Process for Each N-gram Order (1, 2, 3):

1-gram (Unigrams): Individual words

vocabulary = ["happy", "sad", "angry", "amazing", ...] # 20,000 most frequent words
tf_vector = count_occurrences(filtered_tokens, vocabulary)
idf_weights = learn_from_training_data()  # Log(total_docs / docs_with_term)
tfidf_1gram = tf_vector * idf_weights

2-gram (Bigrams): Consecutive word pairs

NGram(n=2) → ["happy today", "today amazing"]
tfidf_2gram = CountVectorizer + IDF (same process, 20K vocab)

3-gram (Trigrams): Three consecutive words

NGram(n=3) → ["happy today amazing"]
tfidf_3gram = CountVectorizer + IDF (same process, 20K vocab)

Why Multiple N-grams?

  • Unigrams: Capture individual emotion words ("happy", "angry")
  • Bigrams: Capture phrases ("not happy", "very sad")

## Data provided
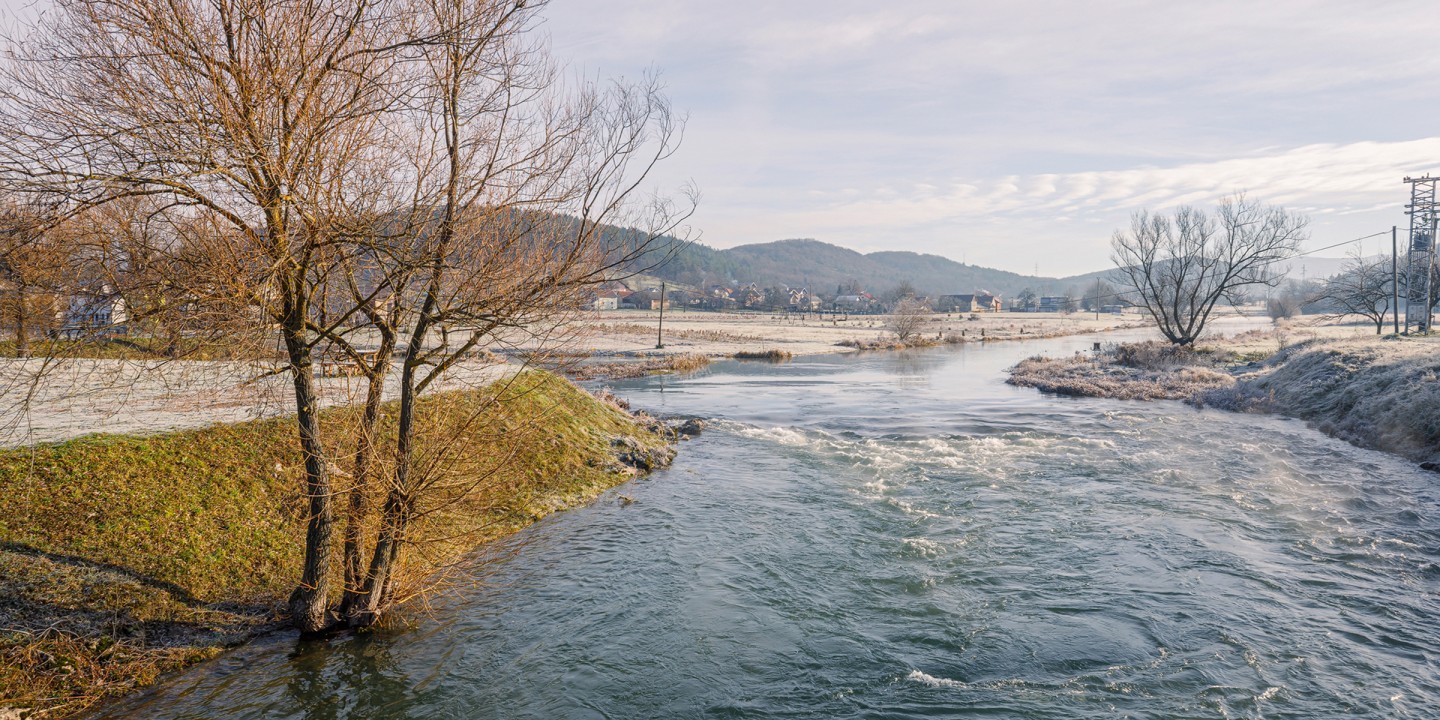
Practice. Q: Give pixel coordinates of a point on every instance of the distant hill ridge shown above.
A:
(824, 268)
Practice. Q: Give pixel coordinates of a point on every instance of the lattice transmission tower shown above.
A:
(1420, 290)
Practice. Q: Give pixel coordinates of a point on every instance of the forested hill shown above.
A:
(825, 267)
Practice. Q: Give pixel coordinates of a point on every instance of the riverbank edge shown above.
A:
(640, 363)
(1377, 393)
(108, 582)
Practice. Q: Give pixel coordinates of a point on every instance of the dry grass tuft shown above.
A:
(775, 356)
(677, 363)
(1082, 376)
(127, 556)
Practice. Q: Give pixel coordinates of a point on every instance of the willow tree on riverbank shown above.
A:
(1182, 265)
(343, 163)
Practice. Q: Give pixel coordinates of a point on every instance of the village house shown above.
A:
(979, 301)
(90, 311)
(1057, 304)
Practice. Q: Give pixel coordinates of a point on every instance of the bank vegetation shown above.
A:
(127, 556)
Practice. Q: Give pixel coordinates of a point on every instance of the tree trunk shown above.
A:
(379, 585)
(359, 500)
(308, 604)
(22, 333)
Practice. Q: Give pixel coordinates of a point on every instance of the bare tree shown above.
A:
(1180, 267)
(30, 272)
(1361, 288)
(907, 318)
(245, 113)
(504, 235)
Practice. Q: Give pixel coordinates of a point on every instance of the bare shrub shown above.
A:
(907, 318)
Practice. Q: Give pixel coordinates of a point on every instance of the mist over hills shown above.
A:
(824, 267)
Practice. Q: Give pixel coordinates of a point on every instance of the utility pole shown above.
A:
(660, 330)
(1394, 277)
(1422, 258)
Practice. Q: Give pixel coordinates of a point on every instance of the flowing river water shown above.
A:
(902, 534)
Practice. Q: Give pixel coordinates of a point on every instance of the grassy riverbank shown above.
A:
(126, 556)
(1375, 392)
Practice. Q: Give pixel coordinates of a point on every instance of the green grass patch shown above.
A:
(123, 556)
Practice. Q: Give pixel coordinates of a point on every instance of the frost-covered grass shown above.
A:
(1125, 372)
(1083, 376)
(1375, 392)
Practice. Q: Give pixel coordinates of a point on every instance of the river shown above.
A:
(902, 534)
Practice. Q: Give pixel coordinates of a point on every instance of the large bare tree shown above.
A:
(1180, 267)
(239, 111)
(350, 179)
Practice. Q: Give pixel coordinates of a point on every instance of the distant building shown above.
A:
(979, 301)
(1057, 304)
(955, 304)
(860, 303)
(90, 311)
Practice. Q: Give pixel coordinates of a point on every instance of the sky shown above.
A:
(1023, 134)
(1020, 134)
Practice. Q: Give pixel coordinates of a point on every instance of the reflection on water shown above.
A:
(900, 534)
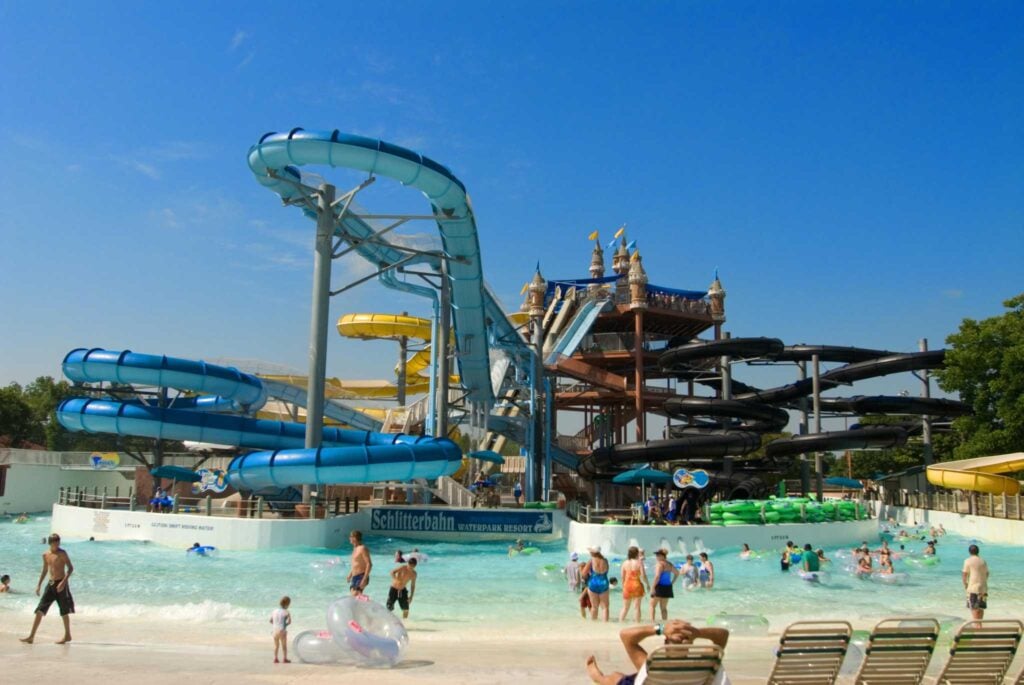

## Required actions
a. According to the n-gram feature notes, what formula gives the IDF weights?
b. Continue the n-gram feature notes from their last line.

## Expected outputs
a. Log(total_docs / docs_with_term)

b.
  • Trigrams: Capture longer context ("can't wait to see")

Feature Counts:

  • TF-IDF 1-gram: ~20,000 features
  • TF-IDF 2-gram: ~20,000 features
  • TF-IDF 3-gram: ~20,000 features
  • Total: ~60,000 TF-IDF features

Stage 6: NRC Emotion Lexicon Features (33 features)

Goal: Count explicit emotion words using the NRC Emotion Lexicon

NRC Lexicon: Dictionary mapping ~14,000 words to 10 emotions

{
    "happy": ["joy", "positive"],
    "angry": ["anger", "negative"],
    "fearful": ["fear", "negative"],
    ...
}

Feature Extraction: For each of 10 NRC emotions (anger, anticipation, disgust, fear, joy, sadness, surprise, trust, positive, negative):

  1. Raw Count: How many tokens match this emotion

    joy_count = count_tokens_in_lexicon(tokens, "joy")  # e.g., 2
  2. Ratio: Count normalized by total tokens

    joy_ratio = joy_count / len(tokens)  # e.g., 2/3 = 0.67
  3. Binary Flag: 1 if any match, 0 otherwise

    joy_flag = 1 if joy_count > 0 else 0  # e.g., 1
  4. Aggregates:

    • Total lexicon matches
    • Total match ratio (lexicon coverage)
    • Dominant emotion index (which emotion has most matches)

Total: 10×3 + 3 = 33 lexicon features

Why Useful?

  • Captures explicit emotion vocabulary
  • Complements TF-IDF (which is emotion-agnostic)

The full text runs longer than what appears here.